What does the announcement of structured outputs on the Claude API say the feature replaces?
::: Source document
Structured Outputs Are Now GA on the Claude API
Structured outputs (JSON schema enforcement) are now generally available on the Claude API. Learn what changed, how to use the new parameter, and what it means for the CCA-F prompt engineering domain.
Structured outputs — the ability to enforce a JSON schema on Claude's response — moved to general availability on the Claude API. This removes the need for prompt-based JSON coercion (asking Claude to "always return valid JSON") and replaces it with guaranteed schema enforcement at the API level.
How It Works
Add the betas parameter is no longer needed — the feature is now stable and enabled via the standard API. Pass a JSON schema in the tool definition or use the dedicated response format parameter. Claude will always produce output that validates against your schema.
import Anthropic from "@anthropic-ai/sdk";
const client = new Anthropic();
const response = await client.messages.create({
model: "claude-opus-4-5",
max_tokens: 1024,
tools: [{
name: "extract_data",
description: "Extract structured data from text",
input_schema: {
type: "object",
properties: {
name: { type: "string" },
confidence: { type: "number", minimum: 0, maximum: 1 }
},
required: ["name", "confidence"]
}
}],
tool_choice: { type: "tool", name: "extract_data" },
messages: [{ role: "user", content: "Extract data from: ..." }]
});Why This Matters for Architects
Before structured outputs, getting reliable JSON from Claude required extensive prompt engineering — examples, explicit format instructions, post-processing validation. Every approach had failure modes at the edges, especially when Claude was uncertain about how to represent a value in the schema.
::::::
::: Data excerpts
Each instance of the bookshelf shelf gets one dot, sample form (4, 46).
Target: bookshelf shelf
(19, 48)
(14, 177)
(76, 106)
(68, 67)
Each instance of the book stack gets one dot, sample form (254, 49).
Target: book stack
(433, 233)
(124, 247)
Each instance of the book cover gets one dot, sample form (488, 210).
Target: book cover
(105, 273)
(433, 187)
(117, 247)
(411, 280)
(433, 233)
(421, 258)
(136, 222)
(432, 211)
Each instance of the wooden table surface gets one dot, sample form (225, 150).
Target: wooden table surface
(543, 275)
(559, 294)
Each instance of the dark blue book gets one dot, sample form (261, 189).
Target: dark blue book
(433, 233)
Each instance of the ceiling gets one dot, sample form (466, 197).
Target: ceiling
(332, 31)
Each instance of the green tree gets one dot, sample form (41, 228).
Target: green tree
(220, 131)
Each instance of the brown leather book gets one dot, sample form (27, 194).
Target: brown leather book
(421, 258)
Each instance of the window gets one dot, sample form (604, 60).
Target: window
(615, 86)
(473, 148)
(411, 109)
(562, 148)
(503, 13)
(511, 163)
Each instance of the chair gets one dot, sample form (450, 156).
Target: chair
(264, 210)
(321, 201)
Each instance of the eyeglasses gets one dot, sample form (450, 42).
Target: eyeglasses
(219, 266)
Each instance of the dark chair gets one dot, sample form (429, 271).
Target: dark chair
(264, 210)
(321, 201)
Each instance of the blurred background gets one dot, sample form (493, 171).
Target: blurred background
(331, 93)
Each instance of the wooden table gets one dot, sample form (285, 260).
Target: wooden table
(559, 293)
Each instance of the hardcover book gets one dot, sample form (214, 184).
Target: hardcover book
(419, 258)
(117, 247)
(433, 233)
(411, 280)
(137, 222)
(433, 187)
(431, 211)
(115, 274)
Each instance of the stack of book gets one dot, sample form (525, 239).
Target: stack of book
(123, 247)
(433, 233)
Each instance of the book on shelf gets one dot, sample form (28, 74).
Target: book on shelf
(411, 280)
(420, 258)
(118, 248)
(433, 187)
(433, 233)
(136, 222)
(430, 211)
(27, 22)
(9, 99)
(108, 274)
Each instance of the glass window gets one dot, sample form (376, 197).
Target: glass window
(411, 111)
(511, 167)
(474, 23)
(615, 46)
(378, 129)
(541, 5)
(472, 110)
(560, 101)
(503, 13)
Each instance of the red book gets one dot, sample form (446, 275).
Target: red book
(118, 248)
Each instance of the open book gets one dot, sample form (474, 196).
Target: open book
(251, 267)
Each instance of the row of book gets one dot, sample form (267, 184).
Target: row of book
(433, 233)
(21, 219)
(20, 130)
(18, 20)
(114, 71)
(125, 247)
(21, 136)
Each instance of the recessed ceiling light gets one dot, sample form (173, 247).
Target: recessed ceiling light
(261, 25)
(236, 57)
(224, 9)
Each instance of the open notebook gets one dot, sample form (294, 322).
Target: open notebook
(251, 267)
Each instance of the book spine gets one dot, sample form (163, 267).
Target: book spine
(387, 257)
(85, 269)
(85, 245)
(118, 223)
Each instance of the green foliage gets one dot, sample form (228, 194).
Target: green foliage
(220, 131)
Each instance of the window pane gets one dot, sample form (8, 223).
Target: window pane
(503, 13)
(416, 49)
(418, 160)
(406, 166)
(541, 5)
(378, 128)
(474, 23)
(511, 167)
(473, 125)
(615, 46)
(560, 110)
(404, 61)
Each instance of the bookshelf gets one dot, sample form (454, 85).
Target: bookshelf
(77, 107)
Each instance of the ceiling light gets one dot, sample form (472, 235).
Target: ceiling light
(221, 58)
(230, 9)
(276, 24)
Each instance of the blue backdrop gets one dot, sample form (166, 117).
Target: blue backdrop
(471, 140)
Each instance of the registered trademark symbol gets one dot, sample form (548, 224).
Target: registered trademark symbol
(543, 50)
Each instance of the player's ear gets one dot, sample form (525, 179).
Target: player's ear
::::::
Answer to the exercise — Prompt-based JSON coercion, which meant asking Claude to "always return valid JSON."